EXERCISE MATERIALS =>
[start]
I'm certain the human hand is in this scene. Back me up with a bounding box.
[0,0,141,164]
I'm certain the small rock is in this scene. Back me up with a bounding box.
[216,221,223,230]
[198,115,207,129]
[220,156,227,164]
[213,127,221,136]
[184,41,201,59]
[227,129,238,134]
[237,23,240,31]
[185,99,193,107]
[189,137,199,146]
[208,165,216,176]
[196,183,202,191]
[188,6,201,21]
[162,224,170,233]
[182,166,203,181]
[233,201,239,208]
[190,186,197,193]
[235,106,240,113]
[end]
WHAT YOU SHOULD DO => Copy the whole listing above word for word, keeping every line.

RESPONSE TO THE TASK =>
I'm certain the human hand is in this scene. Back me up with a bounding box.
[0,0,141,164]
I'm certain the small rock is in this scene. Back me up with a bounding box.
[216,221,223,230]
[198,115,207,129]
[220,156,227,164]
[213,127,221,136]
[184,41,201,59]
[227,129,238,134]
[237,23,240,31]
[185,99,193,107]
[189,137,199,146]
[208,165,216,176]
[196,183,202,191]
[188,6,201,21]
[162,224,170,233]
[182,166,203,181]
[233,201,239,208]
[190,186,197,193]
[235,106,240,113]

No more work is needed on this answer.